Put the lines starting at the one that contains "Each returned point MUST lie on the matching folding" and ending at the one that contains "[[695, 231]]" into a JSON list of strings, one string per line, with blank lines left out.

Available data —
((

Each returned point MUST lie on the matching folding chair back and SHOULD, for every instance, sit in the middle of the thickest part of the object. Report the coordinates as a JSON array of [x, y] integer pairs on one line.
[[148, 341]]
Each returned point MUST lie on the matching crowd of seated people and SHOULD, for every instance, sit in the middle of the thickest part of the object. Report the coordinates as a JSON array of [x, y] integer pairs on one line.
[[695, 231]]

))
((

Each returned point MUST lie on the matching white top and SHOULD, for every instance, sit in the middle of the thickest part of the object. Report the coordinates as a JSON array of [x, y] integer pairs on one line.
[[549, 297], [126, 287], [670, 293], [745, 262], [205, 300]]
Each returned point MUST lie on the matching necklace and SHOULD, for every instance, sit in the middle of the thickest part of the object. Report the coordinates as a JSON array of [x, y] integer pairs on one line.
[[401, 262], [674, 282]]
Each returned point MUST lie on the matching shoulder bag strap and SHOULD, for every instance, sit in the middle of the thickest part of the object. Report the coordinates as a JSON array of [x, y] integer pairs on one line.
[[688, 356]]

))

Written reply —
[
  "Each returned point MUST lie on the matching folding chair back and SHOULD, for every instance, sit in the middle of the thickest part of the object. Report the coordinates as a JSON array of [x, y] integer pairs on one line.",
  "[[148, 341]]",
  "Each returned point MUST lie on the matching crowd of seated people and SHOULD, for every instance, sit in the middle of the thickest part of the object. Report the coordinates as a JSON array of [x, y] integer pairs on one line.",
  "[[695, 231]]"
]